Source excerpt:
>> begin

Ingatestone, Essex — Harvey Matusow? Wasn't he the guy who...?
Anybody over 30 will remember Harvey Matusow as that sharp, clean-cut kid from the Bronx who starred 20 years ago in Senator Joe McCarthy's traveling circus and Commie witch hunt. As a professed ex-Communist, Matusow rode the crest of the anti-Red hysteria in Fifties America, pointing the stubby finger of guilt-by-association at hundreds of his former Comrades as well as a few complete strangers. People went to jail behind that finger.
But then in 1955, Matusow did an acrobatic flip-flop. Calling himself a "perpetual and habitual liar," he claimed that he'd undergone a "deep religious experience" and recanted on four years of finking for the FBI and Congressional committees.
The Feds were understandably annoyed. Some Communists got retrials, but more important, the political pogrom of the McCarthys and Eastlands and Welkers somehow lost its credibility. As Murray Kempton wrote in 1955 in the New York Post: "Harvey Matusow ... has done what no respectable person could do; he has shown up the last ten years of respectable anti-communism." But the government got its own back, convicted Harvey of perjury and sentenced him to the federal slammer for five years.
Fade out on youthful Harvey Matusow going into the federal pen at Lewisburg, Pennsylvania, generally despised by the left and right alike and dissolve — 16 years later — to a modestly eccentric cottage in suburban Essex County, 22 miles from London. Now 45, fatter, a permanent resident in Britain and an uncle-figure to the London underground, Matusow has made a whole new career for himself over here as an entrepreneur, broadcaster, writer, oddball and musician.

>> end

Tasks:
**a.** In the listing, quote the lines starting with the one that contains "wall, it would be much appreciated." and going on through the one that contains "191), (11, 183)]", with both of those lines included.
**b.** Continue the article about Harvey Matusow after its last sentence.
The article and the listing are unrelated to each other.

Provided data:
>> begin

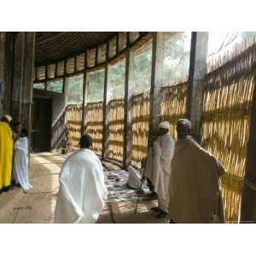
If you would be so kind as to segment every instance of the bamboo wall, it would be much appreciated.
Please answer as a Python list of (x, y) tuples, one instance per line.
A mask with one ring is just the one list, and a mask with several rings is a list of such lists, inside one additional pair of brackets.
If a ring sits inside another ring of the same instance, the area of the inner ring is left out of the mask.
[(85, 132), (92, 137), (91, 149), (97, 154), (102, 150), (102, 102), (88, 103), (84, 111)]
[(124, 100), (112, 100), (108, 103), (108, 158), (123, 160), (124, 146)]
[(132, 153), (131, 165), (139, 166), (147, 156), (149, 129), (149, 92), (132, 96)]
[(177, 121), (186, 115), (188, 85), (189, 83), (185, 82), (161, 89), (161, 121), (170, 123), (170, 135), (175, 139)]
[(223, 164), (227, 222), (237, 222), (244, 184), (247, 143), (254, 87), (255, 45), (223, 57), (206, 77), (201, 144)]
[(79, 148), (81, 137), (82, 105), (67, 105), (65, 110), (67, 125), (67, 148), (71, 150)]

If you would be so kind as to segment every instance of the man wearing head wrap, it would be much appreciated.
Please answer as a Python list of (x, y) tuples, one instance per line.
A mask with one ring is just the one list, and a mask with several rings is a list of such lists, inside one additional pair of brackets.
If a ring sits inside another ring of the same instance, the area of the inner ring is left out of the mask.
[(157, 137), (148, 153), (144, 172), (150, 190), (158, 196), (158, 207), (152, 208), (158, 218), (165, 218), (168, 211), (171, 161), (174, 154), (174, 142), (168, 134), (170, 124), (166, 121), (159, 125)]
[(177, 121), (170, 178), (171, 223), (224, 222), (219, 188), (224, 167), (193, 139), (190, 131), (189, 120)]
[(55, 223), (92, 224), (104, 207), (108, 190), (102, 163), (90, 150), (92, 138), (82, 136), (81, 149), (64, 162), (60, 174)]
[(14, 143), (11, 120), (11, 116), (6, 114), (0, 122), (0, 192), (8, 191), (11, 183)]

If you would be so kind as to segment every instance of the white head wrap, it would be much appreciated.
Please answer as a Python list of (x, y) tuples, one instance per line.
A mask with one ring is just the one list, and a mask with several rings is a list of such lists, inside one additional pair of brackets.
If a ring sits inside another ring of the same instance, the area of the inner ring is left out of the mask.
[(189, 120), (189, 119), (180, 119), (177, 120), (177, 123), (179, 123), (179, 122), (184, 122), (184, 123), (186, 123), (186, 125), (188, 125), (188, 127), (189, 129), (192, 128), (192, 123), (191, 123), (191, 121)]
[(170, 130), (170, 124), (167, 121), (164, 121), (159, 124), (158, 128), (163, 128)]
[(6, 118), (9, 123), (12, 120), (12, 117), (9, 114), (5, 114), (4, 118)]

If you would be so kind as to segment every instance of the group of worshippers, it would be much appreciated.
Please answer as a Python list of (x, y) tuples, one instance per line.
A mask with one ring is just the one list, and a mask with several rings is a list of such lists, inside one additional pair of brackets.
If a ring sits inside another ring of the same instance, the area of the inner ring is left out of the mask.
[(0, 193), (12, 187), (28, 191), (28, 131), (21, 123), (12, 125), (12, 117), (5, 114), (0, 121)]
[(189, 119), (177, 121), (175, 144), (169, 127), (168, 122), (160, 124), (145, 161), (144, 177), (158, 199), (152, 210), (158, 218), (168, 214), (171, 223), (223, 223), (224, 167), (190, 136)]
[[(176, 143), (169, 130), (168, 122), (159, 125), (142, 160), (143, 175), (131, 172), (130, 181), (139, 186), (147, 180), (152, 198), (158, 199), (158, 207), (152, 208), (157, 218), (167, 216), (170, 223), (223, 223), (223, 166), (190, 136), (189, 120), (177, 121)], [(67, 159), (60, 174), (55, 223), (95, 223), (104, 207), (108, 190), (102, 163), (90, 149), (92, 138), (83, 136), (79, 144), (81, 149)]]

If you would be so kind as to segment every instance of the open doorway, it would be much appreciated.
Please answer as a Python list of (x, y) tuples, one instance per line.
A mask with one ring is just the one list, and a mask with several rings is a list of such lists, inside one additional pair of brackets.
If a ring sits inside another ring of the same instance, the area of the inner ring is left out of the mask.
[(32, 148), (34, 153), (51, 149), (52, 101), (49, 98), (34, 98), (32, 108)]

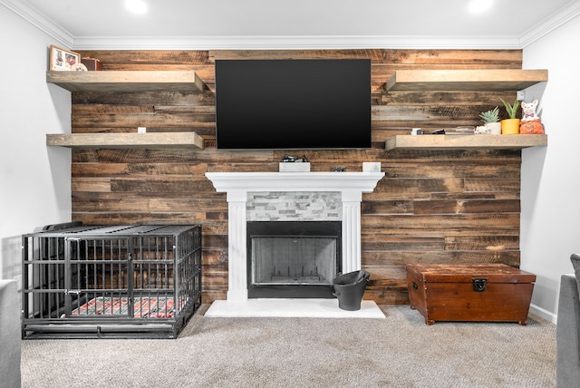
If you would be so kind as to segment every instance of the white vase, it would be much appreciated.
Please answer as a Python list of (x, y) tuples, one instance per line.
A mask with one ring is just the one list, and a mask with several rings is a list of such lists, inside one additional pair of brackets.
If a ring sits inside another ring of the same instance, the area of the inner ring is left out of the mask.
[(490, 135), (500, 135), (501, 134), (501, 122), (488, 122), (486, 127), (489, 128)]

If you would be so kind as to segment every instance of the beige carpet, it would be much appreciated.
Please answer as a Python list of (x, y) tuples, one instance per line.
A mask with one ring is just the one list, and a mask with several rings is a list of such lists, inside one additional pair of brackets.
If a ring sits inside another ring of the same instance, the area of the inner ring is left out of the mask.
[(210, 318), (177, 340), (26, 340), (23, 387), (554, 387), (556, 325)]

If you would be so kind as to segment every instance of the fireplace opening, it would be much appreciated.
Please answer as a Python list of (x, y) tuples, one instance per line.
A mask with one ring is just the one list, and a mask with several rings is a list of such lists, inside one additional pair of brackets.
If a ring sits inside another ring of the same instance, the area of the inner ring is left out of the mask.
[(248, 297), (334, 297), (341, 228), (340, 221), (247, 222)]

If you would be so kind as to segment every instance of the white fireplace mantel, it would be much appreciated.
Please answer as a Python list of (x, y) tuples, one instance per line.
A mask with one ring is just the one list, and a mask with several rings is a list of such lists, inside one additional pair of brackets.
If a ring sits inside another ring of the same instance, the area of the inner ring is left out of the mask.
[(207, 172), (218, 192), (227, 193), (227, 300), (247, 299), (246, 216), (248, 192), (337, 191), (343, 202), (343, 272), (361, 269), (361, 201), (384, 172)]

>> end
>> begin

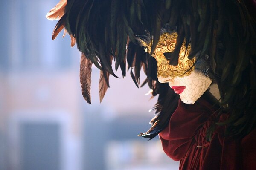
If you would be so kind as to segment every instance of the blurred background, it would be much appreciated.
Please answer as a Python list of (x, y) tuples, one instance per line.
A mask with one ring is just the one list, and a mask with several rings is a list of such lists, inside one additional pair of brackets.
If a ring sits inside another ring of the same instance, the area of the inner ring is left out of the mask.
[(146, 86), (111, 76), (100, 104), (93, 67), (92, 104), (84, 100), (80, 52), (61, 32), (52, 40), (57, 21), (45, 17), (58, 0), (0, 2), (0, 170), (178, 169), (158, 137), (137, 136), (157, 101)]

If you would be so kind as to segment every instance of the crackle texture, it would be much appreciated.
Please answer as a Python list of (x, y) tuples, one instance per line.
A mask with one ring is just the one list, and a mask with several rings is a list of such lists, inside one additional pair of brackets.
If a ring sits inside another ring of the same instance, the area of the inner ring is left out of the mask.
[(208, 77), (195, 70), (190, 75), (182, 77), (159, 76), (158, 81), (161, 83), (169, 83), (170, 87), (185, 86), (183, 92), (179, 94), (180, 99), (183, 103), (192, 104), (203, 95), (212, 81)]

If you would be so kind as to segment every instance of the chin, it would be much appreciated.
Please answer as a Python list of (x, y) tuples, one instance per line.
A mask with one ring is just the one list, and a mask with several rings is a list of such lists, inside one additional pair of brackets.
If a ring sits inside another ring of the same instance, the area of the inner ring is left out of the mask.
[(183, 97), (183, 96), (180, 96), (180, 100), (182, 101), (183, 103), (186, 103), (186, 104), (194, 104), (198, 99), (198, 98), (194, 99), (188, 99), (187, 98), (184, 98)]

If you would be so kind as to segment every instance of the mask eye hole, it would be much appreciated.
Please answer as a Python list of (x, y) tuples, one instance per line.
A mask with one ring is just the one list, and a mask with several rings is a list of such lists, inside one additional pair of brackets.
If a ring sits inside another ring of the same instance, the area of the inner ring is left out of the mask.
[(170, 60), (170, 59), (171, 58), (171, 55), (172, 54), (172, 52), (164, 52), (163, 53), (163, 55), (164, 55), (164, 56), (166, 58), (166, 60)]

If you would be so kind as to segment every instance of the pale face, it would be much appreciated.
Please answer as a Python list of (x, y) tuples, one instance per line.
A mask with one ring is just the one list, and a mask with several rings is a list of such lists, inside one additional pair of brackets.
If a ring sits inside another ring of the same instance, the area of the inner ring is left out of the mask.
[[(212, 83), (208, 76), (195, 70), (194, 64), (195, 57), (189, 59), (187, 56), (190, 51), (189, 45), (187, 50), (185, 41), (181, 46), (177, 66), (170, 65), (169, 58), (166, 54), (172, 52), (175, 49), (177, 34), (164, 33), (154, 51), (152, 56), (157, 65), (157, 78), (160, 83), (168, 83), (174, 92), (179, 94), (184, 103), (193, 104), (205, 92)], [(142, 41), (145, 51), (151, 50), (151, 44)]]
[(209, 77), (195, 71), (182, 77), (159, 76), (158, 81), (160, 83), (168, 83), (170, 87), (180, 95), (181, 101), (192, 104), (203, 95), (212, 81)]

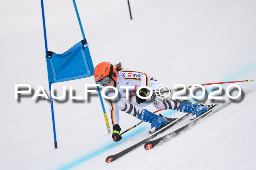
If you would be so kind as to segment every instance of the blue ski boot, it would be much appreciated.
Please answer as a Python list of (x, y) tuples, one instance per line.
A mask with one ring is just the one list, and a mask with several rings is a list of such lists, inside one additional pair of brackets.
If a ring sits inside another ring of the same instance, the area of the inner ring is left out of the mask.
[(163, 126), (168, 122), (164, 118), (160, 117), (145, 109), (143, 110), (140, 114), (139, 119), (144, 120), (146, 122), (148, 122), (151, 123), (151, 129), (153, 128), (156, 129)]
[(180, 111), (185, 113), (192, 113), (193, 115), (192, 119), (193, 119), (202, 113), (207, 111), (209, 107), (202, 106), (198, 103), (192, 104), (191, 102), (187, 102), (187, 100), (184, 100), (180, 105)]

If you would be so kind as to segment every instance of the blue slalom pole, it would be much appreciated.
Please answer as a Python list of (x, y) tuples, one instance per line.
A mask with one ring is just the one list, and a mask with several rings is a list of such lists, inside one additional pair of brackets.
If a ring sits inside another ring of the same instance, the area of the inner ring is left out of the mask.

>> end
>> begin

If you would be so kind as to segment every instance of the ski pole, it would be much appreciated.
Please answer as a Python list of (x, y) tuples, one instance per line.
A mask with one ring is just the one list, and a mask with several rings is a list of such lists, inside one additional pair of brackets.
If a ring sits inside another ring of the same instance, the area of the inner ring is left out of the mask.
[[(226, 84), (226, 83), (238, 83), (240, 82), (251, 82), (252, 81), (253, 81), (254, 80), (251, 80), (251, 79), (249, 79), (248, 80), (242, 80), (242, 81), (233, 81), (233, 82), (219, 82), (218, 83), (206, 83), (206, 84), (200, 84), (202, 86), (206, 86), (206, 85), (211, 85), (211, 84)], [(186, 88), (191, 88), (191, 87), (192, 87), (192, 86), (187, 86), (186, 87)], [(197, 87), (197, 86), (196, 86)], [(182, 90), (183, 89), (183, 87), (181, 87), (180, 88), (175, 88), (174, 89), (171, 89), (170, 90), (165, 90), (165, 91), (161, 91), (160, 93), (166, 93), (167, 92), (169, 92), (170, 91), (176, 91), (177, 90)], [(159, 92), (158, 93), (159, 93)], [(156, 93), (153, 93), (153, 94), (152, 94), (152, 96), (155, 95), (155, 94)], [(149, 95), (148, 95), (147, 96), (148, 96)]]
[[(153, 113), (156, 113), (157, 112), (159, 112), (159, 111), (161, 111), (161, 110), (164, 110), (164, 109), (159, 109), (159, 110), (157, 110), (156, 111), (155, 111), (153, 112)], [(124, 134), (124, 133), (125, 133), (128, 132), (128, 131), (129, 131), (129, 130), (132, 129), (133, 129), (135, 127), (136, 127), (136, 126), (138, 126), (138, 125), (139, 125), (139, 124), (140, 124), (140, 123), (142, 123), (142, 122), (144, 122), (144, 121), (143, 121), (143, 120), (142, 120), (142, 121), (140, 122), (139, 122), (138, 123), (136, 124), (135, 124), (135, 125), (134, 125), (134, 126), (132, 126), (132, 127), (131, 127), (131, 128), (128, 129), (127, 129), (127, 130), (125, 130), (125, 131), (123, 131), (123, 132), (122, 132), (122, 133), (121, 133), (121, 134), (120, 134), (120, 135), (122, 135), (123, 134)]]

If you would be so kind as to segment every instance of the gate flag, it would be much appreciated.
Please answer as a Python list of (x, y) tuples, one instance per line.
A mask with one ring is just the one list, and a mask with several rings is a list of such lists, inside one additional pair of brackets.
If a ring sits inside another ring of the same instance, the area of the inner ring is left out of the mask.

>> end

Task-by-task results:
**a.**
If you would be so kind as to segment every instance of the bamboo wall, it would be much appreciated.
Please answer as a Python list of (x, y) tuples, one instance per line.
A mask with one ring is just the one list, and a mask with several rings is a list of such lists, inside one additional pair of brackets.
If a ring sits inside another ring of the same instance, the area of the inner ring is left out of the mask.
[(85, 132), (92, 137), (91, 149), (97, 154), (102, 150), (102, 102), (88, 103), (84, 111)]
[(124, 100), (112, 100), (108, 103), (108, 158), (123, 160), (124, 146)]
[(132, 153), (131, 165), (139, 166), (147, 156), (149, 129), (149, 92), (132, 96)]
[(177, 121), (186, 115), (188, 85), (189, 83), (185, 82), (161, 89), (161, 121), (170, 123), (170, 135), (175, 139)]
[(223, 164), (227, 222), (237, 222), (244, 184), (247, 143), (254, 87), (255, 45), (223, 57), (206, 77), (201, 144)]
[(79, 148), (81, 137), (82, 105), (67, 105), (65, 110), (67, 125), (67, 148), (71, 150)]

If you would be so kind as to segment every instance of the man wearing head wrap, it would be much appreciated.
Please answer as a Python list of (x, y) tuples, one instance per line.
A mask with one ring is just the one list, and a mask with several rings is a list of such lists, inside one additional pair of brackets.
If a ring sits inside another ring of the same instance, the area of the inner ring is left out of the mask.
[(157, 137), (148, 153), (144, 172), (150, 190), (158, 196), (158, 207), (152, 208), (158, 218), (165, 218), (168, 211), (171, 161), (174, 154), (174, 142), (168, 134), (170, 124), (166, 121), (159, 125)]
[(177, 121), (170, 178), (171, 223), (224, 222), (219, 188), (224, 167), (193, 139), (190, 131), (189, 120)]
[(55, 223), (92, 224), (104, 207), (108, 190), (102, 163), (90, 150), (92, 138), (82, 136), (81, 149), (64, 162), (60, 174)]
[(14, 143), (11, 120), (11, 116), (6, 114), (0, 122), (0, 192), (8, 191), (11, 183)]

**b.**
It's a long way and a long time from the hearing rooms of the Senate Internal Security Committee to Ingatestone, but Matusow solidly bridged the gap. Hanging amid a faintly bizarre decor, which could be described as electronically dadaistic, is a framed copy of US Senate resolution 131 ordering that proceedings be taken against Matusow for contempt of Congress. And Matusow, for all of the new tacks he's taken in the last dozen years, can't resist poking the ashes and warming his hands in the feeble glow of notoriety.
For Harvey, in a book he's writing entitled The Matusow Case, is claiming that he never was a fink for the FBI and the Committees after all. Instead, he maintains, all the time he was doing "investigative reporting" on a one-man campaign to subvert the right-wing crusaders. In January, 1950, Matusow claims, before he ever volunteered his services to the FBI he made out an affidavit to this effect, had it notarized unread (by his father) and put it away in a safe-deposit box to be used "in the event of my death."
So, Matusow claims, all those years of playing Joe McCarthy's personal hand puppet, all those names named, all the fear he put into the hearts of former friends and associates, all that sincere and penitent contrition he showed when he recanted were part of an act, a personal, fantastic, singlehanded attack on the most powerful forces in America at the time. And False Witness, the book in which he spelled out his fall into evil and resurrection, was a load of bullshit.
But Harvey doesn't give a damn whether we believe it or not. He says his publisher and others have seen it, but he won't publish a photostat of the affidavit in his book. "I say this document exists," he says belligerently. "Take it or leave it; it's up to you. I'm not going to get involved in the pedantic cross-examination of trivia."
Trivia? But Harvey, to come out 20 years later, change your entire story, claim the existence of a vital document and then refuse to prove that the document exists, what does that do to your credibility?
Matusow has an answer for that one. "I'm not saying that I'm a credible person. I couldn't give a hoot if anybody today believes the affidavit existed or didn't exist. It's not my problem. I know what happened."
For a moment it's tempting to be Big Jim Eastland behind all those microphones. "Harvey Matusow, this magazine orders and directs you to answer..." But Harvey's not coming off with anything more. He's even getting a bit pissed off, so maybe it's time to take a look at the background that produced the Harvey Matusow of 20 years ago and today.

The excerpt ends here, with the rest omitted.